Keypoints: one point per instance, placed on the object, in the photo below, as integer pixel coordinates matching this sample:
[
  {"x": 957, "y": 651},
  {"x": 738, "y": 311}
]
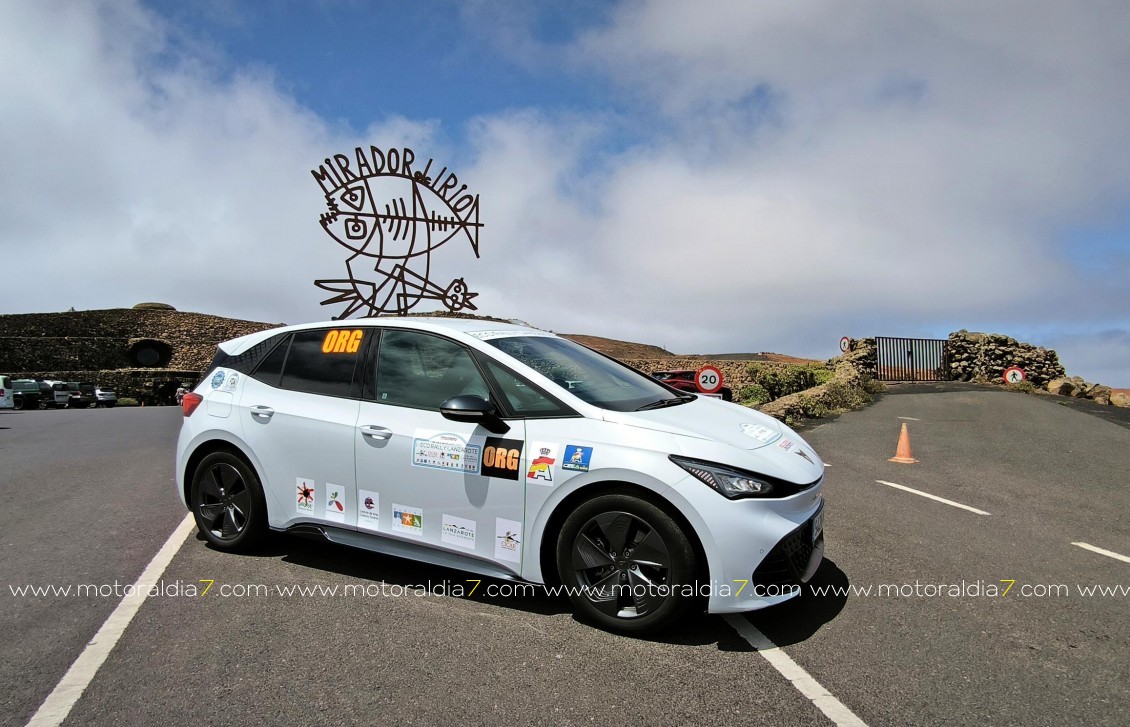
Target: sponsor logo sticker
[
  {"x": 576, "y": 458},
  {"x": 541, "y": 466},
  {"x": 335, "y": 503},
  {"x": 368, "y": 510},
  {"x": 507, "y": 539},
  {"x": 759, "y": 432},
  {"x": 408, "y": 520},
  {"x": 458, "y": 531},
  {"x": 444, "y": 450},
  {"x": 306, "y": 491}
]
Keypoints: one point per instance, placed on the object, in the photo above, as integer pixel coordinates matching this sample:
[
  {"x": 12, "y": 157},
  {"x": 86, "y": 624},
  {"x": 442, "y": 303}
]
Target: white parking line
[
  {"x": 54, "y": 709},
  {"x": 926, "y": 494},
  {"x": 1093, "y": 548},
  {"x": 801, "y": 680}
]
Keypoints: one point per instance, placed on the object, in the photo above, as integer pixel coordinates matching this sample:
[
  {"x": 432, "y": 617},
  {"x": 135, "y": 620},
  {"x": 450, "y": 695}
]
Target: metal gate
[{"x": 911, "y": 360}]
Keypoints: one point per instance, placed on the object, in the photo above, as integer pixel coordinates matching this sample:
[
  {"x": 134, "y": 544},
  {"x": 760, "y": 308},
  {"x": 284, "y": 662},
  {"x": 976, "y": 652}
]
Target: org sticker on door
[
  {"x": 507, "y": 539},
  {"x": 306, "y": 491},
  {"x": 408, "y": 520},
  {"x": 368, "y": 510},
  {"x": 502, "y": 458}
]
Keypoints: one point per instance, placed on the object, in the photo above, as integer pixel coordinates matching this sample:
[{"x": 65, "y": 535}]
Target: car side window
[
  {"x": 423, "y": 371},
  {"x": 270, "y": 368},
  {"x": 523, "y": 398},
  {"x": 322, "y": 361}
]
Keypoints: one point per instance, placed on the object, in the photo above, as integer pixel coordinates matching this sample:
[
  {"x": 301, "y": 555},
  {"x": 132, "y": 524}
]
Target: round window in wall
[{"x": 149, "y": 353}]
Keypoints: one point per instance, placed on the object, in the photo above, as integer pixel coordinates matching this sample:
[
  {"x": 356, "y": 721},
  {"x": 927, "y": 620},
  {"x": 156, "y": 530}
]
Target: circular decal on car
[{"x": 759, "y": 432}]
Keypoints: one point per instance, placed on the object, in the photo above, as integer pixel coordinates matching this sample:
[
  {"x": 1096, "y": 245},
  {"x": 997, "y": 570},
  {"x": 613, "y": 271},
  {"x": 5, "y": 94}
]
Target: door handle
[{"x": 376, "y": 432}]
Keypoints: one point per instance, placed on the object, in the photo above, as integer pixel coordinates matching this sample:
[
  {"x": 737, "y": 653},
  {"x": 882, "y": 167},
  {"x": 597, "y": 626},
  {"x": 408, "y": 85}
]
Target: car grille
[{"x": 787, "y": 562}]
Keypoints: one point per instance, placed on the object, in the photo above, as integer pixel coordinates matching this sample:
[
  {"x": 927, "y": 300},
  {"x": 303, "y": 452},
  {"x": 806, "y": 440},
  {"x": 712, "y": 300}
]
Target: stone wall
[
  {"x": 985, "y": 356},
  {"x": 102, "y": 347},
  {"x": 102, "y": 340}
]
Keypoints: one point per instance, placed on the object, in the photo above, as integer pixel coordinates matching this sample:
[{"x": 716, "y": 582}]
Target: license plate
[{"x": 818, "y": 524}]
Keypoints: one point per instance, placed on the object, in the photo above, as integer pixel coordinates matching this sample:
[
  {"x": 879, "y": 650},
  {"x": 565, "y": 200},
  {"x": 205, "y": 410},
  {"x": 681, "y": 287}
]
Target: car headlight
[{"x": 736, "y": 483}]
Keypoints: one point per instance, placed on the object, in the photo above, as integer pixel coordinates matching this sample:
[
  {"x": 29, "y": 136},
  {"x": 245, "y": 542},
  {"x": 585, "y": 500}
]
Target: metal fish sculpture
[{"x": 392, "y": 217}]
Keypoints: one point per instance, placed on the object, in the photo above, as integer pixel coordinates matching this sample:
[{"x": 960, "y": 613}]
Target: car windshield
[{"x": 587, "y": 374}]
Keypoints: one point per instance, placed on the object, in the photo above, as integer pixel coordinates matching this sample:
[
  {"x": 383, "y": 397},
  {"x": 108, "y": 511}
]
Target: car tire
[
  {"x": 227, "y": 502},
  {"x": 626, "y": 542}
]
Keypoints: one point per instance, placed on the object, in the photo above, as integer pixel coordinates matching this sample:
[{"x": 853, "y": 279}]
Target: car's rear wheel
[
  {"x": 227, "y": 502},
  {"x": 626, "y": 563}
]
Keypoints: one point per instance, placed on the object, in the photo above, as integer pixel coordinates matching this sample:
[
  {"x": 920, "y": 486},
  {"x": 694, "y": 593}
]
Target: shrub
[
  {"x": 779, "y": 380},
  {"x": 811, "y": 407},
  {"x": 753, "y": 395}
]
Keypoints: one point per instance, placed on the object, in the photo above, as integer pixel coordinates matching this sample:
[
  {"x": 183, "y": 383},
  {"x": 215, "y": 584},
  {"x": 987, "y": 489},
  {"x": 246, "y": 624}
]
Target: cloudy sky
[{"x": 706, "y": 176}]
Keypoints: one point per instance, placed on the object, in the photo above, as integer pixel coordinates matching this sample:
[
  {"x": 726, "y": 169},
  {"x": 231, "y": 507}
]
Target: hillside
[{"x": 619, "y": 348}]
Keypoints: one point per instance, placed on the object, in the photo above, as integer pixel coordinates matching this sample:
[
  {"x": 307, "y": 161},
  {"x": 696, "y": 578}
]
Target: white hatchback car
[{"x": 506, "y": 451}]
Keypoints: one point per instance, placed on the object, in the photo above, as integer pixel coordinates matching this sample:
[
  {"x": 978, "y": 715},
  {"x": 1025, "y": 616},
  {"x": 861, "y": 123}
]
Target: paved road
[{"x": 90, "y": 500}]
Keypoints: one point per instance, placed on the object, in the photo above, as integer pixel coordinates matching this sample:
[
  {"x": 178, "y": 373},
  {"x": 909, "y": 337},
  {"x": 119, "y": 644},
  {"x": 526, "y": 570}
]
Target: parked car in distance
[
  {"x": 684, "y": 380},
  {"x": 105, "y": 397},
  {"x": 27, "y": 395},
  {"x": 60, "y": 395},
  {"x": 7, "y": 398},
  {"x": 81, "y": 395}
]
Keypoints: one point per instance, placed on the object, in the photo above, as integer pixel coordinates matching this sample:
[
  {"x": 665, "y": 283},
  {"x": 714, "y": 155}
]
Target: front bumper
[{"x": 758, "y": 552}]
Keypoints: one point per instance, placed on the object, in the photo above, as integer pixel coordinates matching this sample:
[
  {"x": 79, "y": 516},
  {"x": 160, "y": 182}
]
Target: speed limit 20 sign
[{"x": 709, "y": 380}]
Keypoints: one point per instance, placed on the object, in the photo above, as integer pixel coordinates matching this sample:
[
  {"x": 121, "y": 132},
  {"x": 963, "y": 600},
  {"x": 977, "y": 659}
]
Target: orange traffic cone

________________________

● WHAT TO DO: Write every record out again exactly; no pictures belong in the copy.

● RESPONSE TO THE EXERCISE:
Keypoints: one point per instance, placed on the object, in the photo below, as integer pixel coordinates matching this sample:
[
  {"x": 957, "y": 651},
  {"x": 738, "y": 311}
]
Target: sponsor logo sticker
[
  {"x": 576, "y": 458},
  {"x": 541, "y": 466},
  {"x": 335, "y": 503},
  {"x": 368, "y": 510},
  {"x": 507, "y": 539},
  {"x": 759, "y": 432},
  {"x": 408, "y": 520},
  {"x": 458, "y": 531},
  {"x": 444, "y": 450},
  {"x": 306, "y": 491}
]
Keypoints: one point per instance, placed on the object, in the photo above, as integer pixel coordinates matching this sample:
[
  {"x": 12, "y": 157},
  {"x": 86, "y": 624},
  {"x": 442, "y": 303}
]
Target: white parking line
[
  {"x": 54, "y": 709},
  {"x": 926, "y": 494},
  {"x": 1093, "y": 548},
  {"x": 801, "y": 680}
]
Keypoints: one point per instance, placed on the object, in the photo above, as integer pixel coordinates matching this sample:
[
  {"x": 432, "y": 617},
  {"x": 135, "y": 620},
  {"x": 450, "y": 695}
]
Target: metal gate
[{"x": 911, "y": 360}]
Keypoints: one point per instance, placed on the object, in the photo above, as integer pixel coordinates matching this sample:
[
  {"x": 134, "y": 544},
  {"x": 760, "y": 308},
  {"x": 284, "y": 662},
  {"x": 976, "y": 652}
]
Target: org sticker on door
[
  {"x": 507, "y": 539},
  {"x": 306, "y": 491},
  {"x": 408, "y": 520},
  {"x": 368, "y": 510},
  {"x": 502, "y": 458}
]
Keypoints: one point per instance, placed on the object, in the photo above, as integer pixel coordinates matching this sample:
[{"x": 65, "y": 535}]
Target: car side window
[
  {"x": 423, "y": 371},
  {"x": 270, "y": 368},
  {"x": 523, "y": 398},
  {"x": 322, "y": 361}
]
Keypoints: one point per instance, placed on the object, in the photo above, as integer pixel coordinates matching this sample:
[
  {"x": 301, "y": 555},
  {"x": 132, "y": 524}
]
Target: round window in wall
[{"x": 149, "y": 353}]
Keypoints: one point per instance, placed on the object, in the photo above, as integer pixel coordinates matching this sample:
[
  {"x": 356, "y": 721},
  {"x": 927, "y": 620},
  {"x": 156, "y": 530}
]
Target: circular decal on car
[{"x": 759, "y": 432}]
Keypoints: one point per instance, placed on the object, in the photo above, as integer pixel coordinates matching this sample:
[
  {"x": 1096, "y": 245},
  {"x": 997, "y": 570},
  {"x": 613, "y": 271},
  {"x": 5, "y": 94}
]
Target: door handle
[{"x": 376, "y": 432}]
Keypoints: one point per instance, placed on the object, in the photo above, as integer pixel coordinates matching this sample:
[
  {"x": 737, "y": 653},
  {"x": 882, "y": 167},
  {"x": 597, "y": 626},
  {"x": 408, "y": 85}
]
Target: car grille
[{"x": 787, "y": 562}]
Keypoints: one point per instance, placed on the object, in the photo above, as integer pixel coordinates matching this sample:
[
  {"x": 927, "y": 300},
  {"x": 303, "y": 452},
  {"x": 806, "y": 440},
  {"x": 712, "y": 300}
]
Target: stone wall
[
  {"x": 985, "y": 356},
  {"x": 102, "y": 347},
  {"x": 102, "y": 340}
]
Keypoints: one point per instance, placed on the object, in the photo above, as integer pixel coordinates matching this sample:
[{"x": 716, "y": 582}]
Target: license plate
[{"x": 818, "y": 524}]
Keypoints: one point per instance, placed on the object, in the photo above, as integer pixel coordinates matching this sample:
[
  {"x": 879, "y": 650},
  {"x": 565, "y": 200},
  {"x": 205, "y": 410},
  {"x": 681, "y": 287}
]
Target: car headlight
[{"x": 736, "y": 483}]
Keypoints: one point per instance, placed on the object, in the photo above, as integer pixel coordinates matching this sample:
[
  {"x": 29, "y": 136},
  {"x": 245, "y": 542},
  {"x": 585, "y": 500}
]
Target: metal fish sculpture
[{"x": 392, "y": 217}]
Keypoints: one point per instance, placed on the object, in the photo above, as integer pixel coordinates matching this sample:
[{"x": 960, "y": 613}]
Target: car windshield
[{"x": 587, "y": 374}]
Keypoints: one point per instance, placed on the object, in the photo above, as integer pixel coordinates matching this sample:
[
  {"x": 383, "y": 397},
  {"x": 108, "y": 511}
]
Target: car tire
[
  {"x": 227, "y": 502},
  {"x": 626, "y": 542}
]
Keypoints: one point per instance, placed on the object, in the photo above, as integer pixel coordinates matching this sample:
[{"x": 853, "y": 279}]
Target: car's rear wheel
[
  {"x": 227, "y": 502},
  {"x": 626, "y": 563}
]
Keypoints: one point per instance, placed on the object, in the photo above, as integer pixel coordinates matching this sample:
[
  {"x": 920, "y": 486},
  {"x": 694, "y": 593}
]
Target: shrub
[
  {"x": 779, "y": 380},
  {"x": 811, "y": 407},
  {"x": 753, "y": 395}
]
Keypoints: one point per instance, placed on the object, in the photo above, as integer pixel coordinates matching this sample:
[
  {"x": 183, "y": 383},
  {"x": 215, "y": 584},
  {"x": 987, "y": 489},
  {"x": 246, "y": 624}
]
Target: cloudy sky
[{"x": 706, "y": 176}]
Keypoints: one point per instance, placed on the object, in the photo above, as integer pixel coordinates matching this sample:
[
  {"x": 726, "y": 169},
  {"x": 231, "y": 507}
]
Target: hillside
[{"x": 619, "y": 348}]
Keypoints: one point per instance, placed on the object, in the photo above, as integer pixel coordinates matching this sample:
[
  {"x": 307, "y": 161},
  {"x": 696, "y": 578}
]
Target: white hatchback car
[{"x": 506, "y": 451}]
Keypoints: one point per instance, placed on the object, in the photo above, as integer pixel coordinates matching this sample:
[
  {"x": 978, "y": 715},
  {"x": 1025, "y": 616},
  {"x": 861, "y": 123}
]
Target: paved road
[{"x": 90, "y": 500}]
Keypoints: one point per instance, placed on the object, in the photo above, as integer pixel coordinates matching this sample:
[
  {"x": 178, "y": 373},
  {"x": 909, "y": 337},
  {"x": 119, "y": 644},
  {"x": 526, "y": 570}
]
Target: parked car in distance
[
  {"x": 684, "y": 380},
  {"x": 105, "y": 397},
  {"x": 27, "y": 395},
  {"x": 60, "y": 395},
  {"x": 7, "y": 398},
  {"x": 81, "y": 395}
]
Keypoints: one point per instance, placed on the object, in the photo above, as integer pixel coordinates matching this sample:
[
  {"x": 665, "y": 283},
  {"x": 714, "y": 155}
]
Target: front bumper
[{"x": 758, "y": 552}]
Keypoints: one point per instance, placed on the object, in the photo above, as integer pixel coordinates matching this sample:
[
  {"x": 79, "y": 516},
  {"x": 160, "y": 182}
]
Target: speed limit 20 sign
[{"x": 709, "y": 380}]
Keypoints: one point per instance, placed on the object, in the photo above, as integer pixel coordinates matching this sample:
[
  {"x": 121, "y": 132},
  {"x": 963, "y": 600},
  {"x": 977, "y": 659}
]
Target: orange traffic cone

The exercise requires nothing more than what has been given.